Selected text:
────────

In the case of Stream, the condition is not immediatelly applied. Instead, as each element is requested by foreach, filter tests the condition, which enables foreach to influence it through found. Just to make it clear, here is the equivalent for-comprehension code:
for (x <- List.range(1, 10); if x % 2 == 1 && !found)
if (x == 5) found = true else println(x)
for (x <- Stream.range(1, 10); if x % 2 == 1 && !found)
if (x == 5) found = true else println(x)
This caused many problems, because people expected the if to be considered on-demand, instead of being applied to the whole collection beforehand.
Scala 2.8 introduced withFilter, which is always non-strict, no matter the strictness of the collection. The following example shows List with both methods on Scala 2.8:
scala> var found = false
found: Boolean = false
scala> List.range(1,10).filter(_ % 2 == 1 && !found).foreach(x => if (x == 5) found = true else println(x))
1
3
7
9
scala> found = false
found: Boolean = false
scala> List.range(1,10).withFilter(_ % 2 == 1 && !found).foreach(x => if (x == 5) found = true else println(x))

────────

Problem A: Pull out each line of the entries below that contains the string "negative".

Supplied entries:
────────

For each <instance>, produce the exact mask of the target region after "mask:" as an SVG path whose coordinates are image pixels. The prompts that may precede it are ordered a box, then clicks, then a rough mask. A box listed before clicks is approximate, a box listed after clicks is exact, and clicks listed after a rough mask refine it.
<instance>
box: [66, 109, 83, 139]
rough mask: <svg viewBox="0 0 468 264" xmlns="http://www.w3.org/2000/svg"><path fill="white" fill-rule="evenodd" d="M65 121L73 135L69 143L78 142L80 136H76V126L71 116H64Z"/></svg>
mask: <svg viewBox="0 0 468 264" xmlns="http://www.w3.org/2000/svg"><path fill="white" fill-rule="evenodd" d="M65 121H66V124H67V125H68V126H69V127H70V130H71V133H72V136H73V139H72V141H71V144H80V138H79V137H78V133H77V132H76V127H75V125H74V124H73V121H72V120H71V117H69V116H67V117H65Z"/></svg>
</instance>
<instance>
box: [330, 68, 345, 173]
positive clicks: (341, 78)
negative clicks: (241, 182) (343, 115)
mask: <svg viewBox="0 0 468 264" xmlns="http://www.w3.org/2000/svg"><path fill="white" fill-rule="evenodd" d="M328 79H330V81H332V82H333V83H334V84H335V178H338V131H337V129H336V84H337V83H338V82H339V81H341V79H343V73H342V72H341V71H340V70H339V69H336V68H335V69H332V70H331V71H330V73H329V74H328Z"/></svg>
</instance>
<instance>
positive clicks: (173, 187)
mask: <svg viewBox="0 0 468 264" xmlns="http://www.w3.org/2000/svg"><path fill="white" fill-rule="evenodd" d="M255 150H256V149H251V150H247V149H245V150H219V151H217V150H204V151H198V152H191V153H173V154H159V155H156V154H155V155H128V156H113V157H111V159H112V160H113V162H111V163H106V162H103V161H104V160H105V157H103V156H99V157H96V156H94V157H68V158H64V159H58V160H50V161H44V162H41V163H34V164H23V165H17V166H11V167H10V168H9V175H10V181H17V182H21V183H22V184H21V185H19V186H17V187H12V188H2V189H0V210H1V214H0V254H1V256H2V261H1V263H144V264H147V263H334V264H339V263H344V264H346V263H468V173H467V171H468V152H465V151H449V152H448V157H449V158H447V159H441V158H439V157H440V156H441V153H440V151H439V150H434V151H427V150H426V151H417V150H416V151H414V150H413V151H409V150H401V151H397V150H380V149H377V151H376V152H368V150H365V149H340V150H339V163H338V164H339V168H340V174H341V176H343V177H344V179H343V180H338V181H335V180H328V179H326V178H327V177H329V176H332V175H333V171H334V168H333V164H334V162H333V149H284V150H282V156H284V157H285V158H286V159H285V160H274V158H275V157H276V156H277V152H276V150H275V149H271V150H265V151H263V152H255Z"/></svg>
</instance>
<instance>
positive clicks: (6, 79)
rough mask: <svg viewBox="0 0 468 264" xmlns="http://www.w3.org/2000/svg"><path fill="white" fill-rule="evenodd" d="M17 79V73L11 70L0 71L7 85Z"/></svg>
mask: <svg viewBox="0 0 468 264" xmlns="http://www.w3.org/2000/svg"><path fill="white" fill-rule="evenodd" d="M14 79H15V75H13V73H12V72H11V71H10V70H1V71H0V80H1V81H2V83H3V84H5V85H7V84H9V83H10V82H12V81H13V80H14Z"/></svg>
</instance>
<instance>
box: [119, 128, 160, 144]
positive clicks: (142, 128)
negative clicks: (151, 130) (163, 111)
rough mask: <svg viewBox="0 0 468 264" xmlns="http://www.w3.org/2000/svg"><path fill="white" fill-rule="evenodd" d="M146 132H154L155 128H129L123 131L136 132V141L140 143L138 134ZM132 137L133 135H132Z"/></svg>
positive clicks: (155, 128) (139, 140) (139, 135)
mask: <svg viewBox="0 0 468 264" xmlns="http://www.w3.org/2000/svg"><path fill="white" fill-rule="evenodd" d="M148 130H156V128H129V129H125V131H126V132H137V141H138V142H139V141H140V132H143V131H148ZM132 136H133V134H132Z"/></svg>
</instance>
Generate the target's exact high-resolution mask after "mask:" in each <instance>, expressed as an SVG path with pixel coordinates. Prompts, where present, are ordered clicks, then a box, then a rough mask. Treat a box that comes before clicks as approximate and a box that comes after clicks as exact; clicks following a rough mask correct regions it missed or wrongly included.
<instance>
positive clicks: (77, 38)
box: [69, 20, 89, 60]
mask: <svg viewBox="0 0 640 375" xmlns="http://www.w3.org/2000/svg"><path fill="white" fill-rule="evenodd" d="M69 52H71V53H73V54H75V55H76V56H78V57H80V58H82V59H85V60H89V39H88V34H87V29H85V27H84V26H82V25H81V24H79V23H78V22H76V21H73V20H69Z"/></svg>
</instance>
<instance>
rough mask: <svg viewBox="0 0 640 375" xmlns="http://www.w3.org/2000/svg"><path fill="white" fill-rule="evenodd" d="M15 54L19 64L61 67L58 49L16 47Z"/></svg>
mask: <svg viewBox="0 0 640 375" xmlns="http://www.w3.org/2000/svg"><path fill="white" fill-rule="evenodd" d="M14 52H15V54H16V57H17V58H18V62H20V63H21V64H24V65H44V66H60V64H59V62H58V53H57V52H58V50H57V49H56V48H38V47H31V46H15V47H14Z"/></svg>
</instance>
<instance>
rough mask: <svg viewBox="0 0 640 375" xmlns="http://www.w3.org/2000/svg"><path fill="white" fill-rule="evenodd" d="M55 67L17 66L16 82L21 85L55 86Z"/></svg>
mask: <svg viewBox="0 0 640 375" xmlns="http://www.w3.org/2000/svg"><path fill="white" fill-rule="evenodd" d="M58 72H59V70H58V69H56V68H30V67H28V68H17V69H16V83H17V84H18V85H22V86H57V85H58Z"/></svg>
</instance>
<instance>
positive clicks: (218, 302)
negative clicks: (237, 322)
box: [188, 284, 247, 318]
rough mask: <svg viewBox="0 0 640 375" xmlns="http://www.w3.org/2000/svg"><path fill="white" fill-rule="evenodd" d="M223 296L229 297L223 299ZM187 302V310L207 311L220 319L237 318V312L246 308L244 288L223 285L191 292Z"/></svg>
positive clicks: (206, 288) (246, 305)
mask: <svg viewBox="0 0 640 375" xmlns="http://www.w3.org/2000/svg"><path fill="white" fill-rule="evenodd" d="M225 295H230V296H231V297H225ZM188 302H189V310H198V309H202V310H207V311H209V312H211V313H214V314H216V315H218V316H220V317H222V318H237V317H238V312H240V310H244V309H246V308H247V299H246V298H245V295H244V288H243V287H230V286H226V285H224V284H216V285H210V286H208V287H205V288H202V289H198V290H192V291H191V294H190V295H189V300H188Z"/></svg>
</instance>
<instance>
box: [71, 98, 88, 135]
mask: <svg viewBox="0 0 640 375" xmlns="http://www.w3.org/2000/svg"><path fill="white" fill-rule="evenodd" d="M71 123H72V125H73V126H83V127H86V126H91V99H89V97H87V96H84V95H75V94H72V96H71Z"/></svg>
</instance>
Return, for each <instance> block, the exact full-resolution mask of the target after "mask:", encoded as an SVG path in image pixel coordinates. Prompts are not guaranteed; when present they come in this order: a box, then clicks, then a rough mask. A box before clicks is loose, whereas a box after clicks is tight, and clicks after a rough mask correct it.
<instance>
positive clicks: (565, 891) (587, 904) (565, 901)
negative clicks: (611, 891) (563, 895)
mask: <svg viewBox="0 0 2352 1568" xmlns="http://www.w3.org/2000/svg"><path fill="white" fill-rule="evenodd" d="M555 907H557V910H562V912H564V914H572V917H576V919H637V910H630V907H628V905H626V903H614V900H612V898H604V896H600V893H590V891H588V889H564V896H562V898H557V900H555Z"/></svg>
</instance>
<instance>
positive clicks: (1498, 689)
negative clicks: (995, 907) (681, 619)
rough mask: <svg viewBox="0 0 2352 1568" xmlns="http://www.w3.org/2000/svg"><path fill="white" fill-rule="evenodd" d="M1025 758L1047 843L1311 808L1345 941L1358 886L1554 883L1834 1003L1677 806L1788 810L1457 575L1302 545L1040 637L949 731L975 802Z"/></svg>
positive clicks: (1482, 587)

────────

Problem B: In the Scala excerpt, which version of Scala introduced withFilter?

Answer area A:
negative clicks: (241, 182) (343, 115)
negative clicks: (151, 130) (163, 111)
negative clicks: (237, 322)
negative clicks: (611, 891) (563, 895)
negative clicks: (995, 907) (681, 619)

Answer area B: Scala 2.8